# RECORDS SHOWN start
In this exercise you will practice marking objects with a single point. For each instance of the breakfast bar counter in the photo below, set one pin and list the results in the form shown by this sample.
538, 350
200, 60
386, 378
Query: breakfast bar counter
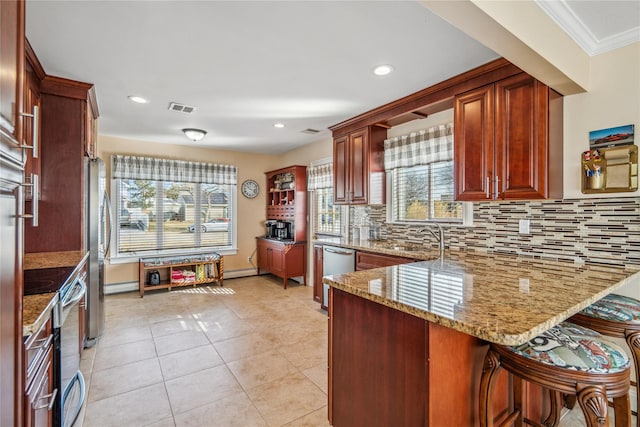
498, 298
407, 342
# RECORDS SHOWN end
# RECORDS SHOWN start
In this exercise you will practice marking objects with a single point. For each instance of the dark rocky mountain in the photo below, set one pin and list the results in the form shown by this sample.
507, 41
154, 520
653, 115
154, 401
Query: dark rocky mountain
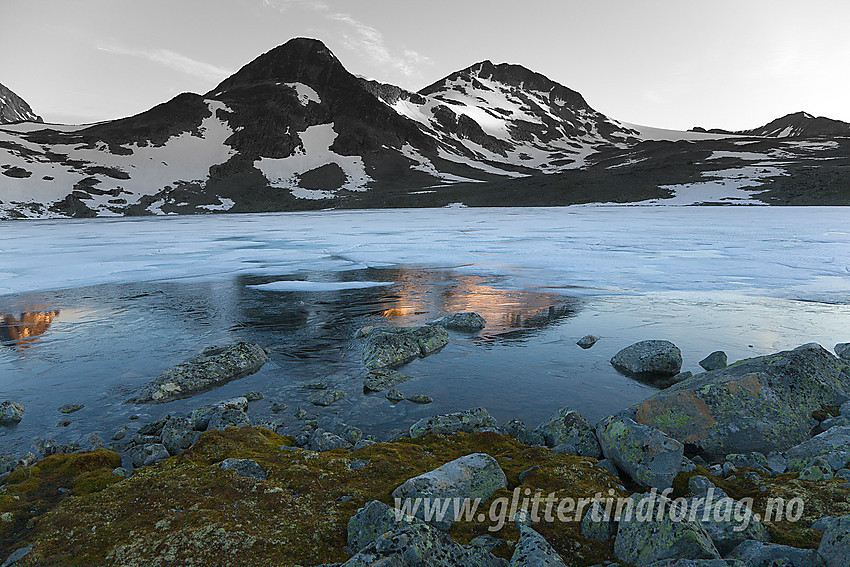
# RECORDS SHOWN end
Put the lines of the listing above, from the line containing "of the dark" through the line containing "Query: dark rocky mountain", inclusive, into a numbered list with no blank lines.

1. In this exercise you will practice marking objects with a single point. For each instance of the dark rocky mountain in the photo below, set one pin and list the results in the form shown by this sample.
2. 507, 41
3. 154, 520
4. 653, 115
5. 154, 401
6. Query: dark rocky mountain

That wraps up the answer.